§ **Textabschnitt**:
Stadtbibliothek (Lübeck)

Aus veikkos-archiv
Wechseln zu: Navigation, Suche

Die Stadtbibliothek in Lübeck (offizieller Name: Bibliothek der Hansestadt Lübeck) ist eine öffentliche und wissenschaftliche Bibliothek, als letztere auch Schwerpunktbibliothek für Musik des Landes Schleswig-Holstein. Sie ist nach eigenen Angaben die reichste Altbestandsbibliothek Schleswig-Holsteins.

(Auszug aus einer Datendatei)
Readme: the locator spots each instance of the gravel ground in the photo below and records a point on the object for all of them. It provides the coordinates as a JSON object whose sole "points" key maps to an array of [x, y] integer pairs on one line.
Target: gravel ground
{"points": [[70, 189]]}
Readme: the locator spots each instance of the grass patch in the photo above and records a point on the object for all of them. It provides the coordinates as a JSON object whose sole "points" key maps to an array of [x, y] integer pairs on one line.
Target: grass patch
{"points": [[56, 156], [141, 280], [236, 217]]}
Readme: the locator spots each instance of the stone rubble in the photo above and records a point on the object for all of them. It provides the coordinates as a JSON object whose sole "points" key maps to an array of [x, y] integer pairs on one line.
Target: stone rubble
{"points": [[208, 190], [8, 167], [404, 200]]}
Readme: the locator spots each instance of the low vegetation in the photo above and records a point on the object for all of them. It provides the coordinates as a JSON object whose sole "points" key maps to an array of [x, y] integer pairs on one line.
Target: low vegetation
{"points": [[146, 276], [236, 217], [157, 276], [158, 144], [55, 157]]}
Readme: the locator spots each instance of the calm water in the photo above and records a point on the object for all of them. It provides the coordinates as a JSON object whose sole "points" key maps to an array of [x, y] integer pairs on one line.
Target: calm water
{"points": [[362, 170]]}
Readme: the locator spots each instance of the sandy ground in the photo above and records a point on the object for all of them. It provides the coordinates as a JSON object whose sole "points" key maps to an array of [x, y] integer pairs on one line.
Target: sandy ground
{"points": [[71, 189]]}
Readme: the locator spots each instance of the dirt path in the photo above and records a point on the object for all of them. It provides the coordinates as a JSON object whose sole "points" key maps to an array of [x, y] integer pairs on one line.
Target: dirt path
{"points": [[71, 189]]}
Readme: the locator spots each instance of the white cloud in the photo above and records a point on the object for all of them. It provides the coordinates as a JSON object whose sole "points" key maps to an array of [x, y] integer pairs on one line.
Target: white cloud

§ **Aufgabenstellung**:
Was sagt der Textabschnitt über die Lübecker Stadtbibliothek zu den folgenden Punkten?
1. Wie lautet der offizielle Name der Bibliothek?
2. Für welches Fach ist sie Schwerpunktbibliothek des Landes Schleswig-Holstein?
3. Als was bezeichnet sich die Bibliothek nach eigenen Angaben?
Stützen Sie sich ausschließlich auf den Textabschnitt.

§ **Ergebnis**:
1. Bibliothek der Hansestadt Lübeck
2. Für Musik
3. Als die reichste Altbestandsbibliothek Schleswig-Holsteins